TEXTO FORNECIDO:
As últimas décadas do século passado foram testemunhas de movimentos sociais, culturais e econômicos que deram novo rumo à história, como ciência dinâmica que a cada dia se renova. A vida do cidadão comum, residente em qualquer quadrante do planeta, passou a ser afetada por acontecimentos próximos e distantes, quase sempre alheios à sua esfera de influência e de conhecimento. Neste contexto, marcado ainda pela velocidade imprimida à informação e ao conhecimento, expectativas e boatos em algum ponto do globo têm o condão de derrubar bolsas de valores e governos, mudar complexas políticas econômicas e determinar os movimentos do capital. Essa descrição é uma apreciação simplista do que se convencionou chamar de globalização.

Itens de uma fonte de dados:
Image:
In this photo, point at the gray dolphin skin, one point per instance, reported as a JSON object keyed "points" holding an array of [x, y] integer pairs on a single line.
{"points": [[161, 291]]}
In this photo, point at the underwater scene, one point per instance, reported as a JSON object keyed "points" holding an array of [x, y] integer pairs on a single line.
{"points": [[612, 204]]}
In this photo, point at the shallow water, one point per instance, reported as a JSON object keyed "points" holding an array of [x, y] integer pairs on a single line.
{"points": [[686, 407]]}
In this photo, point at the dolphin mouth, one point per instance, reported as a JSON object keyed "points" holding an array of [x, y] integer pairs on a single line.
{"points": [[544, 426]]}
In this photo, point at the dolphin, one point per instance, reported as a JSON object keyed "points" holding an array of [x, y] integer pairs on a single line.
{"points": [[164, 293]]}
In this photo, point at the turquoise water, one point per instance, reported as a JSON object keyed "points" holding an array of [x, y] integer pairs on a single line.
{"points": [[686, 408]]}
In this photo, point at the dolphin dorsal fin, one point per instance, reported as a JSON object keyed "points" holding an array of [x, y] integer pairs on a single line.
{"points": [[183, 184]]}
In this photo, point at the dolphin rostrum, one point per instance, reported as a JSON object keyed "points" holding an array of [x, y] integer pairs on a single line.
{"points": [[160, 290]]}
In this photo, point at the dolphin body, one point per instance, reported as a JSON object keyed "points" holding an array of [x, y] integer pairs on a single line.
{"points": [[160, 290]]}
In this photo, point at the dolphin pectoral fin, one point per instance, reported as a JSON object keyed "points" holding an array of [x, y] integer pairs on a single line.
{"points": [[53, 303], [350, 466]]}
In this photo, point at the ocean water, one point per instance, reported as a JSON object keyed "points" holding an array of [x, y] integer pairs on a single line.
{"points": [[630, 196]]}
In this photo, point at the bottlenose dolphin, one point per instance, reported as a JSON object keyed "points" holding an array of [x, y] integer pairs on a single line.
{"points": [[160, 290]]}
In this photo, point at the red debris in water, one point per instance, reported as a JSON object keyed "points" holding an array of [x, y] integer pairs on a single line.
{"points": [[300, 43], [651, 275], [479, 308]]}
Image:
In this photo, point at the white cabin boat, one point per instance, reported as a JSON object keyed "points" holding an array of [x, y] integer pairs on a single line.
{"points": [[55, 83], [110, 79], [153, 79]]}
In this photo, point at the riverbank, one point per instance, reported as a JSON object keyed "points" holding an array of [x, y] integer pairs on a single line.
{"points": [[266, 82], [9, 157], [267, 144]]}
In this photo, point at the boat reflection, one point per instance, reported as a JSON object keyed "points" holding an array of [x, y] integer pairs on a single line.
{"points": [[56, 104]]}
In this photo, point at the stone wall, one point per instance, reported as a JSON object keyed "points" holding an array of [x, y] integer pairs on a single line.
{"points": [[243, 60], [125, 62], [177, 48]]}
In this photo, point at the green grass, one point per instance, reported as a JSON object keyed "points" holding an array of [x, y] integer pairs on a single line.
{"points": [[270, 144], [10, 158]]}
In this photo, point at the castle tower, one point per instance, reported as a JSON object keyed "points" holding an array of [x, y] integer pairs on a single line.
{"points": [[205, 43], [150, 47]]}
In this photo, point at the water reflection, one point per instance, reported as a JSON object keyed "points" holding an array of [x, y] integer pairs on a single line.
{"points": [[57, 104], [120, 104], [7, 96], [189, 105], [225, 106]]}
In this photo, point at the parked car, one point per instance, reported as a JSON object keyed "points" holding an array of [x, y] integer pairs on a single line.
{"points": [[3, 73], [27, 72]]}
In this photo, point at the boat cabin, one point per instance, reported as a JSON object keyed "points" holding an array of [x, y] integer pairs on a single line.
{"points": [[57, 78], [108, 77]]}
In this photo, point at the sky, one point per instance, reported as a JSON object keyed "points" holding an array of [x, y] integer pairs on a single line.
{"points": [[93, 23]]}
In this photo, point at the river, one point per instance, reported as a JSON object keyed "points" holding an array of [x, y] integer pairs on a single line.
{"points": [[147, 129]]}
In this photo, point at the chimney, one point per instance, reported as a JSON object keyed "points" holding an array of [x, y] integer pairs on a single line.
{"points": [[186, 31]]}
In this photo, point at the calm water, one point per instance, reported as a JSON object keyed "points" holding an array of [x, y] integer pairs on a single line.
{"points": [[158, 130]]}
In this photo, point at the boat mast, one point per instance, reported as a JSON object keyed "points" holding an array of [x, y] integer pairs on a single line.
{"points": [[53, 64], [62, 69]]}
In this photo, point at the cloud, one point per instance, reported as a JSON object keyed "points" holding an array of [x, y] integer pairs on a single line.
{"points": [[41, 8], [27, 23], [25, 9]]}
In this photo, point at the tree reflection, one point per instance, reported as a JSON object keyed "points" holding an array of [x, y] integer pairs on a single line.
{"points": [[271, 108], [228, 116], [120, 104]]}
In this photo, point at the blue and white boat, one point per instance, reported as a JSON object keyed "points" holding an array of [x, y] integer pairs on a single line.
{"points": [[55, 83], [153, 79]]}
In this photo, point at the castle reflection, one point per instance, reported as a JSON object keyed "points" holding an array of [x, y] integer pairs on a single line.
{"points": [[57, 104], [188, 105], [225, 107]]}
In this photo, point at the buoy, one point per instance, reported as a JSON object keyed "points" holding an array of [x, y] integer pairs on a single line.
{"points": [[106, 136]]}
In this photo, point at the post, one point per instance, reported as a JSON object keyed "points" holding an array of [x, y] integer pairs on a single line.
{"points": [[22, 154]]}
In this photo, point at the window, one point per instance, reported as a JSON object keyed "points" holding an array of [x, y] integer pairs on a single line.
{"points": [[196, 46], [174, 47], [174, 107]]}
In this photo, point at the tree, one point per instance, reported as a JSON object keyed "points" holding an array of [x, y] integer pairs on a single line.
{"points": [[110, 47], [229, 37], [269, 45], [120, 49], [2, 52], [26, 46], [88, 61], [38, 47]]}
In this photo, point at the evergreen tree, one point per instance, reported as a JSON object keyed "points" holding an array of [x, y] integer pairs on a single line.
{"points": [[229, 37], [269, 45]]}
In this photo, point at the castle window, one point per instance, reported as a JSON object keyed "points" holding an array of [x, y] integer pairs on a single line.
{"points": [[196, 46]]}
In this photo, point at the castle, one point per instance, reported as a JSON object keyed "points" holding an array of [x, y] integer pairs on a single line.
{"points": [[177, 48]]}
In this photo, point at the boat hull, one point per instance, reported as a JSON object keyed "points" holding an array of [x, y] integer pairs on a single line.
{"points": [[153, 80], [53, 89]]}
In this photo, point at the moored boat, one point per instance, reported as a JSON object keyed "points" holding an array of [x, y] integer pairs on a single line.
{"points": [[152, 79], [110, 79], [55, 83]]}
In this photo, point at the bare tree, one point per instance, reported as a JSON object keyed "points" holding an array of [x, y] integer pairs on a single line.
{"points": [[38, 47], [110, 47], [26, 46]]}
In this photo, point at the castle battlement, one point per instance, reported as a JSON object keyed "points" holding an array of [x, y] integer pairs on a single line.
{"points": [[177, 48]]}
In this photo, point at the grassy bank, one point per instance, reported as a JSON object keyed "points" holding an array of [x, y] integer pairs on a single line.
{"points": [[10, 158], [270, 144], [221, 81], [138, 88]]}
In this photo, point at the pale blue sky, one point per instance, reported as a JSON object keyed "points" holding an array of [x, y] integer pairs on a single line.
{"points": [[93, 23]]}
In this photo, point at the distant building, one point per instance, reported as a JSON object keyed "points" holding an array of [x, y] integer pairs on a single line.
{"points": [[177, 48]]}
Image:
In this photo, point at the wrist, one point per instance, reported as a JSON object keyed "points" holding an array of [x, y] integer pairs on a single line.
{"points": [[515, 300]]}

TAREFA: Transcreva, por favor, o texto sobre globalização na íntegra, sem alterar nada. As linhas acima provêm de outra fonte.

SOLUÇÃO:
As últimas décadas do século passado foram testemunhas de movimentos sociais, culturais e econômicos que deram novo rumo à história, como ciência dinâmica que a cada dia se renova. A vida do cidadão comum, residente em qualquer quadrante do planeta, passou a ser afetada por acontecimentos próximos e distantes, quase sempre alheios à sua esfera de influência e de conhecimento. Neste contexto, marcado ainda pela velocidade imprimida à informação e ao conhecimento, expectativas e boatos em algum ponto do globo têm o condão de derrubar bolsas de valores e governos, mudar complexas políticas econômicas e determinar os movimentos do capital. Essa descrição é uma apreciação simplista do que se convencionou chamar de globalização.